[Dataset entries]

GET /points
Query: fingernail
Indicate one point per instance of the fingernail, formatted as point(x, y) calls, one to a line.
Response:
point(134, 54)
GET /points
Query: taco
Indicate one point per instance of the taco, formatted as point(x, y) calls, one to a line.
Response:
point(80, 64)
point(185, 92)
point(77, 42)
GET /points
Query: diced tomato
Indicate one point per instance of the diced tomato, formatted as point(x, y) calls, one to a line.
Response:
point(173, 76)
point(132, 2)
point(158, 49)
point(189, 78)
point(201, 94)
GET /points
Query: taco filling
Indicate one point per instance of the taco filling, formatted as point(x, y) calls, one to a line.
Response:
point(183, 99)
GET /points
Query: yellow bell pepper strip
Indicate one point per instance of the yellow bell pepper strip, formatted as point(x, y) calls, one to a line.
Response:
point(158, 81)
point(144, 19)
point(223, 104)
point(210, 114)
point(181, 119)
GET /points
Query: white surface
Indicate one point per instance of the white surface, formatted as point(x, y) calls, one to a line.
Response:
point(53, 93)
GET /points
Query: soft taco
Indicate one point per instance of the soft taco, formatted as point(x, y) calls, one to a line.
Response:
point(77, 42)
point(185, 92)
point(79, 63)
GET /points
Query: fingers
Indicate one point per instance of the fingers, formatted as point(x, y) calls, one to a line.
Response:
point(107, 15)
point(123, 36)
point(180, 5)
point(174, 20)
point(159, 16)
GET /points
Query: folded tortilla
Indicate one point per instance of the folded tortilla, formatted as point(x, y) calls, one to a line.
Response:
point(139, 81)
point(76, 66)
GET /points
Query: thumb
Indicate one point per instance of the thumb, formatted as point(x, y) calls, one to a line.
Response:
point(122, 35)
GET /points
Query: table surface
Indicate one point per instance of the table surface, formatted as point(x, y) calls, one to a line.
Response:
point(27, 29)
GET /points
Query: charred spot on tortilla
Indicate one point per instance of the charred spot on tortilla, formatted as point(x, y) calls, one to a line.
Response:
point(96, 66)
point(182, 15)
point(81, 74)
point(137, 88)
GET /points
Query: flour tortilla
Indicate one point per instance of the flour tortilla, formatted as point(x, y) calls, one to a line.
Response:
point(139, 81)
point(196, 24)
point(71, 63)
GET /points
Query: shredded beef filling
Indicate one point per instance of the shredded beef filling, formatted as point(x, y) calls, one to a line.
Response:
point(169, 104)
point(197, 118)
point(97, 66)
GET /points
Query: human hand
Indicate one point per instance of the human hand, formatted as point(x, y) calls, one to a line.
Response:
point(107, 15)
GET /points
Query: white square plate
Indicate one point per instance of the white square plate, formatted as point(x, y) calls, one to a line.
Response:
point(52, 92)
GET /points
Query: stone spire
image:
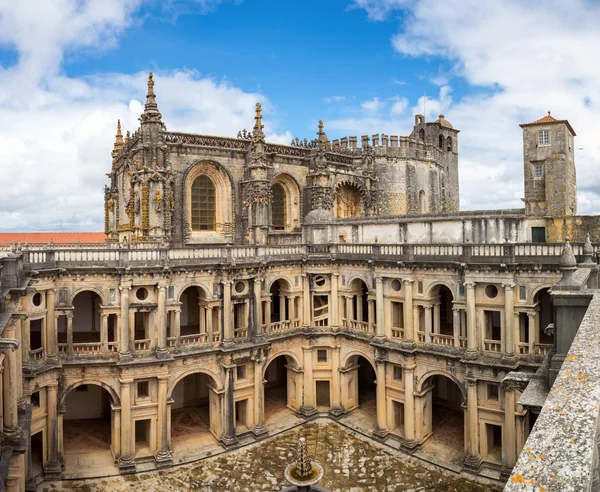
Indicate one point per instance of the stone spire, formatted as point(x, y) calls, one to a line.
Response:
point(151, 112)
point(118, 141)
point(257, 133)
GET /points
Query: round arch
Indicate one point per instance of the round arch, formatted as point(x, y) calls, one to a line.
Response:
point(436, 372)
point(111, 391)
point(439, 283)
point(224, 196)
point(203, 370)
point(285, 353)
point(359, 353)
point(88, 289)
point(293, 199)
point(203, 288)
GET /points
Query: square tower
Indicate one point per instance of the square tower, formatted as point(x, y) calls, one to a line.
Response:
point(549, 168)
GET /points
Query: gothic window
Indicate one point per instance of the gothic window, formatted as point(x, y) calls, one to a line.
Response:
point(203, 204)
point(278, 207)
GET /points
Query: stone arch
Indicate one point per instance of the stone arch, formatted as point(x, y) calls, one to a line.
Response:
point(349, 199)
point(203, 288)
point(116, 400)
point(224, 198)
point(287, 354)
point(437, 372)
point(293, 196)
point(195, 370)
point(91, 289)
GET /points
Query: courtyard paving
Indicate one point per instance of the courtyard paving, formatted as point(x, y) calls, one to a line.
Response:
point(351, 462)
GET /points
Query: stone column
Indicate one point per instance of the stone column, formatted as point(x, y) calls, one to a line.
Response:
point(308, 404)
point(409, 400)
point(472, 344)
point(336, 405)
point(381, 430)
point(335, 301)
point(230, 437)
point(472, 460)
point(104, 331)
point(209, 328)
point(258, 306)
point(70, 333)
point(509, 439)
point(52, 466)
point(436, 318)
point(509, 318)
point(25, 326)
point(259, 393)
point(456, 326)
point(427, 324)
point(126, 460)
point(349, 311)
point(161, 313)
point(306, 301)
point(227, 314)
point(531, 326)
point(51, 334)
point(124, 349)
point(10, 383)
point(409, 329)
point(163, 456)
point(380, 305)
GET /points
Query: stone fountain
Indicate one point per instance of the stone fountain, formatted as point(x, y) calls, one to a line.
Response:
point(304, 473)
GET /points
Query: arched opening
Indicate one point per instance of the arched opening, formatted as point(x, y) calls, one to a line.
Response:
point(544, 307)
point(193, 316)
point(86, 318)
point(359, 392)
point(443, 324)
point(280, 391)
point(278, 207)
point(194, 416)
point(348, 201)
point(87, 429)
point(359, 310)
point(443, 422)
point(422, 204)
point(203, 203)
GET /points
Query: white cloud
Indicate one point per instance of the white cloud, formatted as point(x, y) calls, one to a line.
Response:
point(528, 58)
point(56, 132)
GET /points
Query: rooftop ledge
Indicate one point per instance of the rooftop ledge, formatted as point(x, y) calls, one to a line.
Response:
point(561, 451)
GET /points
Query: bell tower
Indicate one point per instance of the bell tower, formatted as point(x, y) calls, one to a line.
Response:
point(549, 168)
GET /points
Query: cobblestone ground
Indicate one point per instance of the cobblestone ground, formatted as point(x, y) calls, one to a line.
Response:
point(351, 464)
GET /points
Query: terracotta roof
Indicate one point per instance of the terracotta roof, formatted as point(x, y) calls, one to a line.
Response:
point(548, 120)
point(54, 237)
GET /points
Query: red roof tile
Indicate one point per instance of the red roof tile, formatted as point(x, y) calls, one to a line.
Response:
point(54, 237)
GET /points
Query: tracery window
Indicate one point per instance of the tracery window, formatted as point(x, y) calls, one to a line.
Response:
point(203, 204)
point(278, 207)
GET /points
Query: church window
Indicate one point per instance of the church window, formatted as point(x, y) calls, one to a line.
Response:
point(278, 207)
point(203, 204)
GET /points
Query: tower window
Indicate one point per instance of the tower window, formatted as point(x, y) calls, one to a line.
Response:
point(203, 204)
point(278, 207)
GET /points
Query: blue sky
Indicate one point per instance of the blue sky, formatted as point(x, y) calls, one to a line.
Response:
point(70, 68)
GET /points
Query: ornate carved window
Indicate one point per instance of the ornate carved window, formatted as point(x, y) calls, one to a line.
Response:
point(278, 207)
point(203, 204)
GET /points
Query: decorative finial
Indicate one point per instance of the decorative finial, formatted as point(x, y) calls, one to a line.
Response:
point(150, 85)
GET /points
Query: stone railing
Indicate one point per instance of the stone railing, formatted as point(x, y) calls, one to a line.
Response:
point(126, 255)
point(561, 452)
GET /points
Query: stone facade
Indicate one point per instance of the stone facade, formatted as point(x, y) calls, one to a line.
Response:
point(366, 292)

- TRY IT -
Transcribe the records word for word and include no pictures.

- EXPECTED ANSWER -
GET /points
Query: fingernail
Indicate one point per instance of the fingernail, formatted as point(x, y) calls, one to a line.
Response:
point(134, 54)
GET /points
Query: taco
Indicate one point per instance of the taco, formatted as point(x, y) calls, one to a line.
Response:
point(80, 64)
point(185, 92)
point(77, 42)
GET /points
Query: diced tomato
Indicate one point per instance of the diced tomato, formatted as point(x, y) calls, one to a line.
Response:
point(173, 76)
point(132, 2)
point(158, 49)
point(189, 78)
point(201, 94)
GET /points
Query: taco filling
Indicate one point per instance of the taco filling, formatted as point(x, y) calls, one to a line.
Response:
point(183, 99)
GET /points
Query: yellow bell pepper strip
Indicate one point per instance of the yellow bell pepper strip, formatted as point(x, y) calls, one to a line.
Response:
point(158, 81)
point(144, 19)
point(223, 104)
point(210, 114)
point(181, 119)
GET /points
Query: white surface
Indicate one point per instance of the white surface, formatted as point(x, y) calls, one to a line.
Response:
point(53, 93)
GET /points
Query: soft taco
Indicate one point per instance of the soft taco, formatted as point(x, y) calls, one to a line.
Response:
point(77, 42)
point(185, 92)
point(79, 63)
GET /points
Query: fingers
Indicate one point per instance of the fingers, formatted as point(x, y) calls, one to a line.
Response:
point(107, 15)
point(123, 36)
point(180, 5)
point(174, 20)
point(159, 16)
GET /points
Query: folded tortilla
Indicate one point per instance of the folded tortilla, formatted as point(x, y) calls, one to a line.
Response:
point(139, 81)
point(76, 66)
GET /points
Query: thumb
Indicate one point per instance of the thumb, formatted as point(x, y) calls, one to a line.
Response:
point(122, 35)
GET /points
Query: table surface
Indicate one point per instance of the table surface, formatted as point(x, y) calls, one to a line.
Response:
point(27, 29)
GET /points
Query: charred spot on tortilla
Indicate one point per instance of the charred spot on tortilla, formatted as point(x, y) calls, one to a line.
Response:
point(96, 66)
point(182, 15)
point(81, 74)
point(137, 88)
GET /points
Query: flour tortilla
Indicate one point per instance of the flour tortilla, formatted as point(x, y) calls, one to a line.
Response:
point(139, 81)
point(196, 24)
point(71, 63)
GET /points
Query: shredded beef filling
Indicate one point per instance of the shredded beef filling, formatted as point(x, y) calls, one to a line.
Response:
point(169, 104)
point(197, 118)
point(97, 66)
GET /points
Query: human hand
Indicate one point per instance of the human hand, formatted as point(x, y) calls, one to a line.
Response:
point(107, 15)
GET /points
Query: white square plate
Indicate one point per instance of the white square plate, formatted as point(x, y) calls, one to a line.
Response:
point(52, 92)
GET /points
Query: stone spire
image:
Indicate one point per instance of the stone spire, formatted as point(x, y) calls, one to a line.
Response:
point(151, 112)
point(118, 141)
point(257, 133)
GET /points
Query: round arch
Indicate one point per instance of the round arch, formatted as point(x, y) calls, one to a line.
Response:
point(436, 372)
point(111, 391)
point(439, 283)
point(224, 196)
point(203, 370)
point(285, 353)
point(359, 353)
point(88, 289)
point(293, 199)
point(203, 288)
GET /points
Query: square tower
Indicate one point per instance of the square tower, formatted as point(x, y) calls, one to a line.
Response:
point(549, 168)
GET /points
Query: gothic window
Indicate one point per instance of the gothic window, formatted as point(x, y) calls, one to a line.
Response:
point(203, 204)
point(278, 207)
GET /points
Query: stone arch
Indicate one point per instance of the stone arch, formatted as point(x, y) calls, one to a line.
Response:
point(349, 199)
point(203, 288)
point(116, 400)
point(224, 198)
point(287, 354)
point(437, 372)
point(293, 196)
point(195, 370)
point(91, 289)
GET /points
Query: courtyard paving
Indicate one point per instance of the courtyard paving, formatted as point(x, y) calls, one to a line.
Response:
point(351, 462)
GET /points
Query: stone column
Indicate one point per instance of the stone column, formatted as point(x, y) calls, one to a line.
Response:
point(308, 404)
point(409, 400)
point(472, 344)
point(336, 405)
point(381, 430)
point(335, 301)
point(230, 437)
point(472, 460)
point(104, 331)
point(209, 328)
point(258, 306)
point(70, 333)
point(509, 439)
point(52, 466)
point(436, 318)
point(509, 318)
point(25, 326)
point(259, 393)
point(456, 326)
point(427, 324)
point(126, 460)
point(349, 311)
point(161, 313)
point(306, 301)
point(227, 314)
point(531, 326)
point(51, 334)
point(124, 349)
point(10, 383)
point(409, 329)
point(163, 456)
point(380, 305)
GET /points
Query: stone fountain
Indicate one point per instance of the stone fountain, formatted as point(x, y) calls, one to a line.
Response:
point(304, 473)
GET /points
Query: arched opening
Indicate one point per instance of the arched opening, formatted as point(x, y) calls, one to a line.
Response:
point(544, 307)
point(193, 316)
point(86, 318)
point(359, 392)
point(443, 324)
point(280, 391)
point(278, 207)
point(194, 416)
point(348, 201)
point(87, 429)
point(359, 310)
point(443, 422)
point(422, 204)
point(203, 203)
GET /points
Query: white cloud
Indicate one point per instance of the white cloud, formatted as point(x, y) calls, one to a line.
Response:
point(528, 58)
point(56, 132)
GET /points
Query: rooftop ledge
Indicate one point per instance of the rooftop ledge, formatted as point(x, y) calls, one to a line.
Response:
point(561, 451)
GET /points
Query: bell tower
Indicate one point per instance of the bell tower, formatted as point(x, y) calls, one to a line.
Response:
point(549, 168)
GET /points
Query: cobblestone ground
Indicate one point per instance of the cobblestone ground, formatted as point(x, y) calls, one to a line.
Response:
point(351, 464)
GET /points
Query: terracotta roof
Indicate one point per instance of the terracotta roof, formatted as point(x, y) calls, one to a line.
Response:
point(548, 120)
point(54, 237)
GET /points
Query: red roof tile
Indicate one point per instance of the red roof tile, formatted as point(x, y) calls, one to a line.
Response:
point(54, 237)
GET /points
Query: tracery window
Indicate one point per instance of the tracery window, formatted as point(x, y) calls, one to a line.
Response:
point(203, 204)
point(278, 207)
GET /points
Query: church window
Indicate one point per instance of the church window, formatted as point(x, y) calls, one to a line.
Response:
point(278, 207)
point(203, 204)
GET /points
Query: tower window
Indicate one point per instance of the tower window, formatted as point(x, y) calls, one to a line.
Response:
point(203, 204)
point(278, 207)
GET /points
Query: blue sky
Indicate one point per instance of the blue sky, formatted as point(x, y) calls, one to a line.
Response:
point(70, 68)
GET /points
Query: ornate carved window
Indicate one point per instance of the ornate carved window, formatted as point(x, y) calls, one to a line.
Response:
point(278, 207)
point(203, 204)
GET /points
Query: decorative finial
Indicate one point per instance of the decorative finial, formatted as point(x, y) calls, one to a line.
Response:
point(150, 85)
GET /points
Query: stone railing
Indicate one point per instance of the stone railing, formatted as point(x, y) calls, one to a line.
Response:
point(126, 255)
point(561, 452)
GET /points
Query: stone facade
Indicate one point per instance of the stone facade, formatted as point(x, y) calls, one to a line.
Response:
point(366, 292)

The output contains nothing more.